**Provided passage**
-- -- --
Implement/document a way how to pass custom information to handlers #531

honzajavorek · 2024-09-15T17:34:48Z

honzajavorek
Sep 15, 2024

For the purposes of testability and nice code structure I thought I'd have some information dependency-injected top-down from the main function. I don't know how to do that. I'll illustrate my problem on a constant, but imagine there are some click options to my program which affect how the scraper behaves, so the value doesn't have to be immutable and the issue is the same. This is my program:

import re
import asyncio
from enum import StrEnum, auto

import click
from crawlee.beautifulsoup_crawler import (
    BeautifulSoupCrawler,
    BeautifulSoupCrawlingContext,
)
from crawlee.router import Router


LENGTH_RE = re.compile(r"(\d+)\s+min")


class Label(StrEnum):
    DETAIL = auto()


router = Router[BeautifulSoupCrawlingContext]()


@click.command()
def edison():
    asyncio.run(scrape())


async def scrape():
    crawler = BeautifulSoupCrawler(request_handler=router)
    await crawler.run(["https://edisonfilmhub.cz/program"])
    await crawler.export_data("edison.json", dataset_name="edison")


@router.default_handler
async def detault_handler(context: BeautifulSoupCrawlingContext):
    await context.enqueue_links(selector=".program_table .name a", label=Label.DETAIL)


@router.handler(Label.DETAIL)
async def detail_handler(context: BeautifulSoupCrawlingContext):
    context.log.info(f"Scraping {context.request.url}")

    description = context.soup.select_one(".filmy_page .desc3").text
    length_min = LENGTH_RE.search(description).group(1)
    # TODO get starts_at, then calculate ends_at

    await context.push_data(
        {
            "url": context.request.url,
            "title": context.soup.select_one(".filmy_page h1").text.strip(),
            "csfd_url": context.soup.select_one(".filmy_page .hrefs a")["href"],
        },
        dataset_name="edison",
    )

In the main function, I have certain information I want to pass down. For example I want "edison" to be an argument:

@click.command()
def edison():
    slug = "edison"
    asyncio.run(scrape(slug))

Then this is easy:

async def scrape(slug: str):
    crawler = BeautifulSoupCrawler(request_handler=router)
-- -- --
**Provided data**
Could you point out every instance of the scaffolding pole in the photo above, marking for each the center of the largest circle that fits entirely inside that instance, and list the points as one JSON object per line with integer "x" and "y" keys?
-- -- --
**Task directions**
Output, word for word, everything in the issue about passing custom information to handlers from "In the main" down to "asyncio.run(scrape(slug))".

**Finished answer**
In the main function, I have certain information I want to pass down. For example I want "edison" to be an argument:

@click.command()
def edison():
    slug = "edison"
    asyncio.run(scrape(slug))